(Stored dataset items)
— begin —

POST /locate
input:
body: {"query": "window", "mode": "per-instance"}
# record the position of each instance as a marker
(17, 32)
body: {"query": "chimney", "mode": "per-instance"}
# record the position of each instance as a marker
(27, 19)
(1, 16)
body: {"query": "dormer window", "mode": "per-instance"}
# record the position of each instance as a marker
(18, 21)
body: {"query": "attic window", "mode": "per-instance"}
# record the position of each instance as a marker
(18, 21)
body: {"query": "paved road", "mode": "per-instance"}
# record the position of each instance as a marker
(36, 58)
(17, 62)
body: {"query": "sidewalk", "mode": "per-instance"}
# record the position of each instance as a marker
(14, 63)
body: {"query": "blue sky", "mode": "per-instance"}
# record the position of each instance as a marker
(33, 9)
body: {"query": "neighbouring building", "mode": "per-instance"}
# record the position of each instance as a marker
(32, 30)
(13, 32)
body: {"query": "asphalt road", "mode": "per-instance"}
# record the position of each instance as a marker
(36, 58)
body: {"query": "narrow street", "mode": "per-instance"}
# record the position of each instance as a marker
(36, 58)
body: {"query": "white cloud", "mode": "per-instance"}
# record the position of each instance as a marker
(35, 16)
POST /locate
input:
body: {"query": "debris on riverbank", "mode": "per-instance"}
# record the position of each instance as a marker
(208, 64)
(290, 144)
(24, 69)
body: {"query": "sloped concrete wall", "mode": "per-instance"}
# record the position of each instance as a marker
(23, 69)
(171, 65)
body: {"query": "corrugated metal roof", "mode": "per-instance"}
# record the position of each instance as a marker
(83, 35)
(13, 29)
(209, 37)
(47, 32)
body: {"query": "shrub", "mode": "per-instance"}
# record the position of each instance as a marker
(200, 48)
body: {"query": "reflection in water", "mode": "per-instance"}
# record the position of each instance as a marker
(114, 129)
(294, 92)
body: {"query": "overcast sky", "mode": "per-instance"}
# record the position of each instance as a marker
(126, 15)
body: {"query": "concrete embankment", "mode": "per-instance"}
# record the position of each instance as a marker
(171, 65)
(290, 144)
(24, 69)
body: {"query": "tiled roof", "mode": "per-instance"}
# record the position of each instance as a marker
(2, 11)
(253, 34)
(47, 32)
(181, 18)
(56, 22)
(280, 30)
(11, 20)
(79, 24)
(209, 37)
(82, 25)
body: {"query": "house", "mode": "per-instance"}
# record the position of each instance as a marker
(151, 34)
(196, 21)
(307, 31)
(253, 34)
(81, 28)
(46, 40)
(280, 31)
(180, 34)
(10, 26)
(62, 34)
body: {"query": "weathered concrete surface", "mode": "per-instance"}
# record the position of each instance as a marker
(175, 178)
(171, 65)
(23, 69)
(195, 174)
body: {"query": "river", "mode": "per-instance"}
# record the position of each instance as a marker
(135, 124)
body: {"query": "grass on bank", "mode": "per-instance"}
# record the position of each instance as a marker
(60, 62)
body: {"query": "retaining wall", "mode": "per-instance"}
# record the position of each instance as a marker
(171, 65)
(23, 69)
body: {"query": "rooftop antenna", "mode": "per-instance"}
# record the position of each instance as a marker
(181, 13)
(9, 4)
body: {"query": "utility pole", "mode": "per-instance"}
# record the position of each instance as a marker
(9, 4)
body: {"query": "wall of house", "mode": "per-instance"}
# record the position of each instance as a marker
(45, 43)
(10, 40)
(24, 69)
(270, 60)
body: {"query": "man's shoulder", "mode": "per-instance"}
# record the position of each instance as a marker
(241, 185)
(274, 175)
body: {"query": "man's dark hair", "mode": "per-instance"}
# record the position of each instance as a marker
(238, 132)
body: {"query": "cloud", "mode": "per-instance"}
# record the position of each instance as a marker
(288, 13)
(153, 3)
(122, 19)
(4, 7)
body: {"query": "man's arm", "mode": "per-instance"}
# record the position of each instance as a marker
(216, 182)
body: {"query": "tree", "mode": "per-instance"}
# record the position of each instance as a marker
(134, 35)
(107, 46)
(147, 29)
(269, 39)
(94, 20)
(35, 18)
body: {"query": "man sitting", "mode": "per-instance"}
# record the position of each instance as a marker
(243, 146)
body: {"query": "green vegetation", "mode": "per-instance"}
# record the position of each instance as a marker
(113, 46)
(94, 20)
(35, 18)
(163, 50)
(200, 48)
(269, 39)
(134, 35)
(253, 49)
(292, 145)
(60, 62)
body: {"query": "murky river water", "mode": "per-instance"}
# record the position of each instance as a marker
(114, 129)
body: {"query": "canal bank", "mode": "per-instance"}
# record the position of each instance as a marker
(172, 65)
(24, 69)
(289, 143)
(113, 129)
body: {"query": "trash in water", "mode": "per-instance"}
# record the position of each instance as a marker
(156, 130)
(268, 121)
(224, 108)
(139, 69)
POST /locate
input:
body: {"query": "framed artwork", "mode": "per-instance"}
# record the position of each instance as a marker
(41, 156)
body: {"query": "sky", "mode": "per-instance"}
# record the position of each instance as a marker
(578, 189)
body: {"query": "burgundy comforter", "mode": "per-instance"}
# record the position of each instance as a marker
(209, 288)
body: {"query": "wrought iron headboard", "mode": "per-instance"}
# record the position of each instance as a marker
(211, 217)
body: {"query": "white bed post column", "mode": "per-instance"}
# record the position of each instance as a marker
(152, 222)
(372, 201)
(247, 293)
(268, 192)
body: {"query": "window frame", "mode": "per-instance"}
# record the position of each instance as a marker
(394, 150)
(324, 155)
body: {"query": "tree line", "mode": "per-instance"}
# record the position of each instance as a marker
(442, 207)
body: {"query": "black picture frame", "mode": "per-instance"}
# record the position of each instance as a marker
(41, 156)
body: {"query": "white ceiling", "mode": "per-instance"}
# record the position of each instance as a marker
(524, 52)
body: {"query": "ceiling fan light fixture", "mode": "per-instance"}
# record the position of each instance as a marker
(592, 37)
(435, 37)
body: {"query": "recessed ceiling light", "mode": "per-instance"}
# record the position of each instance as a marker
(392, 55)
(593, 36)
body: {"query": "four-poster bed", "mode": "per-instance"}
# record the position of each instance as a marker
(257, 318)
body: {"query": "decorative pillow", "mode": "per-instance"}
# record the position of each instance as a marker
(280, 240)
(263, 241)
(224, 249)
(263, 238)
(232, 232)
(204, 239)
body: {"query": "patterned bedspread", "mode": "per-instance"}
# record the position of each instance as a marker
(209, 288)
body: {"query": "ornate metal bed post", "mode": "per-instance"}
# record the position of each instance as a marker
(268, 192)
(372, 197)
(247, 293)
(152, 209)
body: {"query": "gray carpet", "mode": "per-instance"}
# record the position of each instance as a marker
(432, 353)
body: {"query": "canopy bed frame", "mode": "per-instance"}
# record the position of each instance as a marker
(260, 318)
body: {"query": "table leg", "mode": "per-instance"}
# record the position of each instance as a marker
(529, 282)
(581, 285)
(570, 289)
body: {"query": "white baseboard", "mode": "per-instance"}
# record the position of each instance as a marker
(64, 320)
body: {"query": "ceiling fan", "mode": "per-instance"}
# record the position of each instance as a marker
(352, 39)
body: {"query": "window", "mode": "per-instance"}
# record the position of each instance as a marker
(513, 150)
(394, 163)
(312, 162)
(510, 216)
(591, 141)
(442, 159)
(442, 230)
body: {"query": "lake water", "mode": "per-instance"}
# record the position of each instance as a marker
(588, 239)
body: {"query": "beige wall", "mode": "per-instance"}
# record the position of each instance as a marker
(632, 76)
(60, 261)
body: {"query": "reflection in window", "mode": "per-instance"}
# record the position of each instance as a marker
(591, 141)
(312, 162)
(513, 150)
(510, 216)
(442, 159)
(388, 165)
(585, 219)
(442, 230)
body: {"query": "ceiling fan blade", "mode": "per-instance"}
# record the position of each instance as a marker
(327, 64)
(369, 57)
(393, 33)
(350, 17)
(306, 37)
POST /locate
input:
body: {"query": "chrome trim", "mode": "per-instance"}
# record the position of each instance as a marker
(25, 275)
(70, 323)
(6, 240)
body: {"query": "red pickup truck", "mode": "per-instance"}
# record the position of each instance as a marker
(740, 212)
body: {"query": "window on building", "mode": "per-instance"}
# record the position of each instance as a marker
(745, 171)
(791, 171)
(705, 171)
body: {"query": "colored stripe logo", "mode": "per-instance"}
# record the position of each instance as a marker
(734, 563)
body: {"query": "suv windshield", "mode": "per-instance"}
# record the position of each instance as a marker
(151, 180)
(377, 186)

— end —

§ **The problem**:
Report every line of the records above that contains the word "cloud", copying each line in full.

§ **Full output**:
body: {"query": "white cloud", "mode": "per-instance"}
body: {"query": "cloud", "mode": "per-instance"}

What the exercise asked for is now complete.